Stored items
►

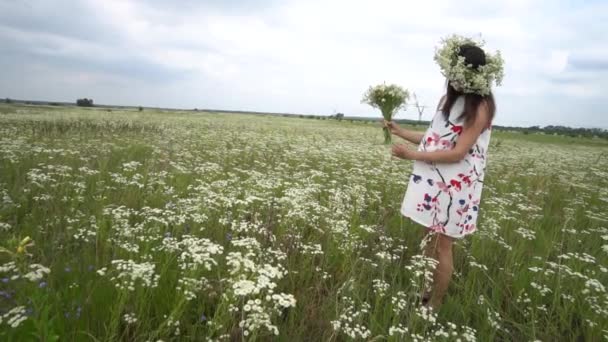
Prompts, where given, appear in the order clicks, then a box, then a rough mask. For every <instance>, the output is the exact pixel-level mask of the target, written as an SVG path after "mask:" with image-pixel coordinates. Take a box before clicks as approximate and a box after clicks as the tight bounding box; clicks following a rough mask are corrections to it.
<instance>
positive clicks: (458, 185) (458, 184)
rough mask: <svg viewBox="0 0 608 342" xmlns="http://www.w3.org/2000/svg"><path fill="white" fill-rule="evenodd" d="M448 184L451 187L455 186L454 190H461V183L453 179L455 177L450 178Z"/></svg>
mask: <svg viewBox="0 0 608 342" xmlns="http://www.w3.org/2000/svg"><path fill="white" fill-rule="evenodd" d="M450 184H451V185H452V186H453V187H455V188H456V190H458V191H460V190H462V185H461V184H462V183H460V182H459V181H457V180H455V179H452V180H451V181H450Z"/></svg>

◄

» **Work instructions**:
Copy every line of the entries above word for word, omitting the pictures.

» **Response for this exercise**:
Prompts, where given, appear in the order clicks, then a box, then a rough mask. For every <instance>, the output is the exact pixel-level mask of the target, written as an SVG path after "mask:" with image-pixel coordinates. Take a box before clicks as approximate and a box after clicks as the tight bounding box; clicks following a rough mask are corrections to it.
<instance>
positive clicks: (458, 185) (458, 184)
rough mask: <svg viewBox="0 0 608 342" xmlns="http://www.w3.org/2000/svg"><path fill="white" fill-rule="evenodd" d="M448 184L451 187L455 186L454 190H461V183L453 179L455 177L450 178Z"/></svg>
mask: <svg viewBox="0 0 608 342" xmlns="http://www.w3.org/2000/svg"><path fill="white" fill-rule="evenodd" d="M450 184H451V185H452V186H453V187H455V188H456V190H458V191H460V190H462V185H461V184H462V183H460V182H459V181H457V180H455V179H452V180H451V181H450Z"/></svg>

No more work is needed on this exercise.